[Text section]

Dear Readers,
I am pleased to announce the arrival of Multnomah County Library’s brand new zine collection! (What’s a zine, you ask? The short answer is: an independently produced publication. But there’s lots more to it than that; take a look at a bit of a long answer.)
Zines are on the shelf and ready for you to read and check out at Central, Hollywood, Midland, North Portland, Northwest, and Sellwood-Moreland libraries. The collection includes a myriad of fascinating zines on subjects such as women’s experiences in prison, vegan cooking, political theory, bicycling, fat activism, college radio, and more. The library also has fiction and short story zines, and zines relating personal experiences working as a camp counselor, being a modern mom, living with disease, and many other topics.
So, if you’re here in Portland you should stop by the library and take a look — whether you’ve never heard of zines or are an aficionado, I’m sure you’ll find something to pique your interest.
And, the library’s zine staff will be hosting a grand opening party on January 28, 2007, from 12-3 p.m. in the Periodicals room, on the second floor of Central Library. There will be donuts and hot beverages, so come eat, celebrate, and perhaps do a bit of reading too (and we can all try not to get the zines too sticky!).
Lucifer [comic book series] / Mike Carey, writer ; [various artists] ; Daniel Vozzo, colorist ; [various letters] ; based on characters created by Neil Gaiman, Sam Kieth and Mike Dringenberg.
New York : DC Comics, c2001- .
[MCL call number: GN CAREY; number of copies and holds vary for each volume]
First, imagine that the Devil is real. Now speculate on what would happen if he left Hell — just walked away from the place without a care for what would happen there without him.

[/Text section]
[Recorded information]

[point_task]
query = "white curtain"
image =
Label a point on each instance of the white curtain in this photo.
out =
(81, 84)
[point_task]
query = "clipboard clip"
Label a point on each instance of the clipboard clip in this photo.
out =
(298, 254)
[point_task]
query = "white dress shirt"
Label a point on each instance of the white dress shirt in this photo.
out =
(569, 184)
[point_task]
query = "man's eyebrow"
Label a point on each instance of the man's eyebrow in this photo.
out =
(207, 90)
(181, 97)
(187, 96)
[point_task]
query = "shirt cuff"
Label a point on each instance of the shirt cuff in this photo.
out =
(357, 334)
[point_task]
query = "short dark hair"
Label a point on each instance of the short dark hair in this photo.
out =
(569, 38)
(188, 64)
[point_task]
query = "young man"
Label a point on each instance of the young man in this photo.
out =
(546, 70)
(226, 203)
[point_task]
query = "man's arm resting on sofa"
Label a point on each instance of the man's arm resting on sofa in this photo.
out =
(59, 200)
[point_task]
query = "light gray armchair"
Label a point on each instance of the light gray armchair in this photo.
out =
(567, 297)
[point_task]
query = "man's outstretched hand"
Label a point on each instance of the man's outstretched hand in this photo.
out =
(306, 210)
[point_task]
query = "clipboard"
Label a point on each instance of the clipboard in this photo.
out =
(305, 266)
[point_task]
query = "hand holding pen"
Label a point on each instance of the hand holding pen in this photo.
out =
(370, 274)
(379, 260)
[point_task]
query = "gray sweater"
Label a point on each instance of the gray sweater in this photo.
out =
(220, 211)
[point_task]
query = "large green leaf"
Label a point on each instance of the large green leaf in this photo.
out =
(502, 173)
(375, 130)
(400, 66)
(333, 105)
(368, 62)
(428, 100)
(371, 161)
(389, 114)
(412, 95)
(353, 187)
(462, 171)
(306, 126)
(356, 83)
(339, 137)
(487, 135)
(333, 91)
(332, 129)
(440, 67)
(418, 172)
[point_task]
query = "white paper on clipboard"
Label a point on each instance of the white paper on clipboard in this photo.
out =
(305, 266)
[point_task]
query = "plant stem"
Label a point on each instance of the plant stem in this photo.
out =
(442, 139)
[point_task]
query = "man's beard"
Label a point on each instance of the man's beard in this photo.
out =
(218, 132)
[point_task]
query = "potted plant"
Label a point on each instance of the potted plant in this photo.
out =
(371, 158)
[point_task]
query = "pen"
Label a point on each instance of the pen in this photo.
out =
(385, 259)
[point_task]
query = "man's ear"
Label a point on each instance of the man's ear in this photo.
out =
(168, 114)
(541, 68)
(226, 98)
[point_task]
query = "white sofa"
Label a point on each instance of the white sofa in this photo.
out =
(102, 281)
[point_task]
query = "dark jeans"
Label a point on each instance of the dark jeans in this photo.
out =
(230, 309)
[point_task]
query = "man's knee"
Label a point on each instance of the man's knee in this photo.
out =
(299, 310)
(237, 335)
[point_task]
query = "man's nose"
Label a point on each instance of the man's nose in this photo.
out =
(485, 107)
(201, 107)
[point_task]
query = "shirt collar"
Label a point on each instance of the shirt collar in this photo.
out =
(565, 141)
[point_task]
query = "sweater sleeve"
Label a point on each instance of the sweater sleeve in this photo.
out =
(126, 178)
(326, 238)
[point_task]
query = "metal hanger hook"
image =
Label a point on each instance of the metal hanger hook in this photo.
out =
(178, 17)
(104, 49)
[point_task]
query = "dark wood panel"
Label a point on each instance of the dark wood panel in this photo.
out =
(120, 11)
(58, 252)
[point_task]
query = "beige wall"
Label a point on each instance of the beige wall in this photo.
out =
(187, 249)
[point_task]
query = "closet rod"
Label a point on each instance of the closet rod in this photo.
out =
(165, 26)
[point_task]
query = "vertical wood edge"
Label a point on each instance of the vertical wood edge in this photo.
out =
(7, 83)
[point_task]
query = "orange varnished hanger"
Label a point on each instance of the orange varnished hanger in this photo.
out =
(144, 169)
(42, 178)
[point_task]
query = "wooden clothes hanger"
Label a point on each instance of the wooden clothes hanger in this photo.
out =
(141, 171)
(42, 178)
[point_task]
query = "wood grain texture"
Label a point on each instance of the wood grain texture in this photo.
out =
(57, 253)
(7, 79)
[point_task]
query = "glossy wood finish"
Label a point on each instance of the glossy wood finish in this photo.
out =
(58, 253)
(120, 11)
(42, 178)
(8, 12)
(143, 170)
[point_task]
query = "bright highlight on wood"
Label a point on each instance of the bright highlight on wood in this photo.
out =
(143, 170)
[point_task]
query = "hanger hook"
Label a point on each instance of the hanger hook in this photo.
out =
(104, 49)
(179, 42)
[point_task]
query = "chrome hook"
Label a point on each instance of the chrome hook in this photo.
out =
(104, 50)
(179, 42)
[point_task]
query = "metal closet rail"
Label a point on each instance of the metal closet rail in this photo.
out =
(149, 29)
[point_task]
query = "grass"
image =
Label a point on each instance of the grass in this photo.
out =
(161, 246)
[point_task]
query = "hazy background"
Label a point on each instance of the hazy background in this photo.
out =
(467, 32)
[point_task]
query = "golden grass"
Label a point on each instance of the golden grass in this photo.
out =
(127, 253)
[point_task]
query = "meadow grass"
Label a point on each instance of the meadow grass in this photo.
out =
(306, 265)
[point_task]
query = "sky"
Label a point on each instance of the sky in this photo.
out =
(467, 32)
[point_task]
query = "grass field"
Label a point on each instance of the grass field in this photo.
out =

[/Recorded information]

Task prompt:
Reproduce the part of the library post that begins with the words containing "Zines are on" and ends with "pique your interest.". The records come from a different source than the library post.

Exercise answer:
Zines are on the shelf and ready for you to read and check out at Central, Hollywood, Midland, North Portland, Northwest, and Sellwood-Moreland libraries. The collection includes a myriad of fascinating zines on subjects such as women’s experiences in prison, vegan cooking, political theory, bicycling, fat activism, college radio, and more. The library also has fiction and short story zines, and zines relating personal experiences working as a camp counselor, being a modern mom, living with disease, and many other topics.
So, if you’re here in Portland you should stop by the library and take a look — whether you’ve never heard of zines or are an aficionado, I’m sure you’ll find something to pique your interest.